## Vorliegender Text
# Rechte für Gastkonto ändern



## Patrick89 (21. April 2007)

*Rechte für Gastkonto ändern*

Ich brauche meinen PC bald für einen Geburtstag, um Musik damit abzuspielen. Jetzt habe ich ein Gastkonto eingerichtet, denn es soll ja niemand was bei mir verändern. Allerdings kann ich dann nicht auf meine Eigenen Dateien zugreifen, wo die ganze Musik drauf ist.
Kann man die Eigenen Dateien zusätzlich für das Gästekonto freischalten?


----------



## Herbboy (21. April 2007)

*AW: Rechte für Gastkonto ändern*



			
				Patrick89 am 21.04.2007 12:50 schrieb:
			
		

> Ich brauche meinen PC bald für einen Geburtstag, um Musik damit abzuspielen. Jetzt habe ich ein Gastkonto eingerichtet, denn es soll ja niemand was bei mir verändern. Allerdings kann ich dann nicht auf meine Eigenen Dateien zugreifen, wo die ganze Musik drauf ist.
> Kann man die Eigenen Dateien zusätzlich für das Gästekonto freischalten?




ich glaub du musst den ordner dafür in den ordner "gemeinsame dakumente" verschieben.


du kannst aber alternativ auch einfach nen screenaver nehmen, den man nur per passwort wegkriegt, dann kann niemand auf der party an den PC, wenn du nicht dabei bist


----------



## fiumpf (21. April 2007)

*AW: Rechte für Gastkonto ändern*

Rechte Maustaste auf dem Ordner "eigene Dateien" -> Eigenschaften -> Sicherheit -> Gast² markieren -> bei "Berechtigung für Gast" Vollzugriff markieren -> Übernehmen -> Ok



²Falls Gast nicht aufgeführt wird:

Bei "Sicherheit" -> Hinzufügen -> Erweitert -> Jetzt suchen -> Gast auswählen -> 
Ok -> Ok
Dann Vollzugriff aktivieren.



Falls der Reiter "Sicherheit" nicht angezeigt wird:
http://www.winfaq.de/faq_html/Content/onlinefaq.php?h=tip1768.htm



Du brauchst nicht die kompletten eigenen Dateien freischalten - mit diesem Prozedere kannst du auch nur den mp3-Ordner freigeben.


----------



## Patrick89 (21. April 2007)

*AW: Rechte für Gastkonto ändern*



			
				fiumpf am 21.04.2007 13:10 schrieb:
			
		

> Rechte Maustaste auf dem Ordner "eigene Dateien" -> Eigenschaften -> Sicherheit -> Gast² markieren -> bei "Berechtigung für Gast" Vollzugriff markieren -> Übernehmen -> Ok
> 
> 
> 
> ...



Hmm, also bei den Eigenschaften habe ich nur die Reiter Ziel, Allgemein und Freigabe. Sicherheit fehlt. Doch alle meine Festplatten sind im NTFS-Format und auch in der Registry sind beide Einträge, die man laut Link benötigt, vorhanden.
Gibt es noch eine andere Möglichkeit, warum der Sicherheitsreiter nicht angezeigt wird?


----------



## fiumpf (21. April 2007)

## Gespeichertes Material
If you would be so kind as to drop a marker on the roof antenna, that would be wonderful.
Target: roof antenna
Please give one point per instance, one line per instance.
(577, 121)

## Aufgaben
[1] Schreiben Sie aus dem Thread über das Gastkonto den Abschnitt von "Hmm, also bei" bis "Link benötigt, vorhanden." wörtlich ab.
[2] Beantworten Sie anhand des Threads über das Gastkonto diese Fragen:
(a) Wofür möchte Patrick89 seinen PC bald benutzen?
(b) Welche Reiter sieht Patrick89 in den Eigenschaften?
(c) In welchem Format sind laut Patrick89 alle seine Festplatten?
[3] Stimmen diese Aussagen mit dem Thread über das Gastkonto überein? Antworten Sie jeweils mit Ja oder Nein, und zitieren Sie die entscheidenden Worte.
(a) Laut fiumpf muss man die kompletten eigenen Dateien freischalten.
(b) Patrick89 hat bereits ein Gastkonto eingerichtet.
(c) Bei Patrick89 fehlen in der Registry die Einträge, die man laut Link benötigt.

## Lösungen
[1]
Hmm, also bei den Eigenschaften habe ich nur die Reiter Ziel, Allgemein und Freigabe. Sicherheit fehlt. Doch alle meine Festplatten sind im NTFS-Format und auch in der Registry sind beide Einträge, die man laut Link benötigt, vorhanden.

[2]
(a) Um auf einem Geburtstag Musik damit abzuspielen.
(b) Ziel, Allgemein und Freigabe.
(c) Im NTFS-Format.

[3]
(a) Nein: "Du brauchst nicht die kompletten eigenen Dateien freischalten - mit diesem Prozedere kannst du auch nur den mp3-Ordner freigeben."
(b) Ja: "Jetzt habe ich ein Gastkonto eingerichtet"
(c) Nein: "auch in der Registry sind beide Einträge, die man laut Link benötigt, vorhanden."